Assigned task 1: Can you reproduce the Contempo Records page word for word between "(8 November 2016)" and "- small world!", inclusive?
Assigned task 2: Could you take the Contempo Records page further, starting after its last sentence?

Extract to read:
Set up by John Abbey (Blues & Soul, Action Records), this was the place to get your soul imports. Frequented by Robert Elms and Lloyd Bradley.
'Leg it over the road to Hanway Street, a charismatic, piss-smelling dogleg alley, where up the stairs of an unmarked doorway was Contempo. Contempo Records was the epicentre of the London black music world in 1976, entirely contained in a room about eight feet square above a Spanish bar with an Irish name, in a forgotten street. On Friday afternoons it was the only place to buy the records the DJs had been spinning over the road at Crackers. So punters literally queued up the stairs, shouting out names of songs and artists, or listening intently to the sides which had arrived in crates from the States that day, deciding whether that was the one to invest in.' - from The Way We Wore; a Life In Threads by Robert Elms
Name: Brian Peters
Comment: This was the best place to get soul imports during the 1970s.
(6 March 2013)
Name: David Holder
Comment: I remember hitchhiking over 200 miles down to London just to buy a single from the shop because they didn't stock soul music in my local shop.
(8 November 2016)
Name: Rob Chambers
Comment: Recently met up in Australia with Maureen, JB's ex-wife who helped start and run the Contempo shop. This was the lady i used to write to for my records - small world!

Provided records:
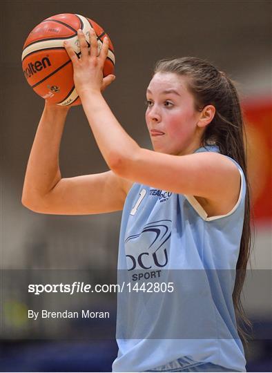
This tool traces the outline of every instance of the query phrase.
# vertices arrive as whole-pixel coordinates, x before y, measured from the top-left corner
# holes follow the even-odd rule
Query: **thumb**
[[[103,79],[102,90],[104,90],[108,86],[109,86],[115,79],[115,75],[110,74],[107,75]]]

--

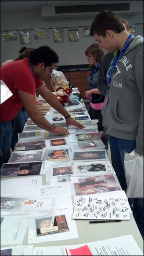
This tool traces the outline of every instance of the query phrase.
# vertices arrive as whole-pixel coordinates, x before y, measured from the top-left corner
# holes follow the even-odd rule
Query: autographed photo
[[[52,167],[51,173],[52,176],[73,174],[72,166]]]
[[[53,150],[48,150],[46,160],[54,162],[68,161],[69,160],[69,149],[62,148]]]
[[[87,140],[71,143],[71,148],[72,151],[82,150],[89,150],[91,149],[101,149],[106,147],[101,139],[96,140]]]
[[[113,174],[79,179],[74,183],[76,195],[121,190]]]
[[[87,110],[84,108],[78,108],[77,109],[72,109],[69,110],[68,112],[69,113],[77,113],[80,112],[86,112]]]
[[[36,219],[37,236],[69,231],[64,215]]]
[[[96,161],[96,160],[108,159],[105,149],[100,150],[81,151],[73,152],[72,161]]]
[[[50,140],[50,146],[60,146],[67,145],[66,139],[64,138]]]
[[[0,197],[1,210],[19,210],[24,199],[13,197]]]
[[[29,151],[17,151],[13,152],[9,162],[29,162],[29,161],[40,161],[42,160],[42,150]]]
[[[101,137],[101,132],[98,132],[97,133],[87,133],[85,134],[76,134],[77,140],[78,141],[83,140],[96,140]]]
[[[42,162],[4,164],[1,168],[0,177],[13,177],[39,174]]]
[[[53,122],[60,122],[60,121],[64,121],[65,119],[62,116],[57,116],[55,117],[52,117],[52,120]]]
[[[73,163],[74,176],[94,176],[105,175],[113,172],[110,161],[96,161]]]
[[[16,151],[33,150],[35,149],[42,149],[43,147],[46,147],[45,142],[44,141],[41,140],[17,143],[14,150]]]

Exercise response 1:
(8 November 2016)
Name: Rob Chambers
Comment: Recently met up in Australia with Maureen, JB's ex-wife who helped start and run the Contempo shop. This was the lady i used to write to for my records - small world!

Exercise response 2:
Name: Kenny Gee
Comment: While I can't match David Holder's 400-mile round trips, I used to travel up from Croydon regularly to buy the latest import. The train fare used to cost almost as much as the import.
But, for your money, you got the full expereince... hearing great Soul music blast out of the open first-floor window as you approached the shop, on a side street just off Oxford Street... waiting your turn on the rickety (uncarpeted) wooden staircase to get into the hallowed inner sanctum above as good music blared out from above... the regular cries from behind you of "What was that? Save me a copy!"... finally getting into the shop, that was no bigger than the average family's kitchen - with three or sometimes four guys behind the counter serving a dozen or so punters and playing good music... before finally getting your turn to buy the one record you'd travelled all that way for. Ah, those were the days!
I particularly remember travelling up just before Christmas 1972 to buy Me & Mrs Jones on import - and being served by the great man, John Abbey, himself. (I was also VERY surprised to discover he doesn't have his own page on Wikipedia. He did SO MUCH for Soul music in the UK! Maybe I'll start one myself.)
(2017)
Name: Truats Heytarl
Comment: It was like the stock exchange or an auction. Someone would spin the new singles and if you wanted one you waved and then either paid or that single was added to your pile and when people had stopped waving that disc came off and the new one went on and the process was repeated. My favourite bought from there - Timmy Thomas Why Can't We Live Together on Glades. Coincidentally a few days after purchasing this disc I saw Timmy Thomas and his manager in HMV Oxford Street. Small world.
(18 March 2016)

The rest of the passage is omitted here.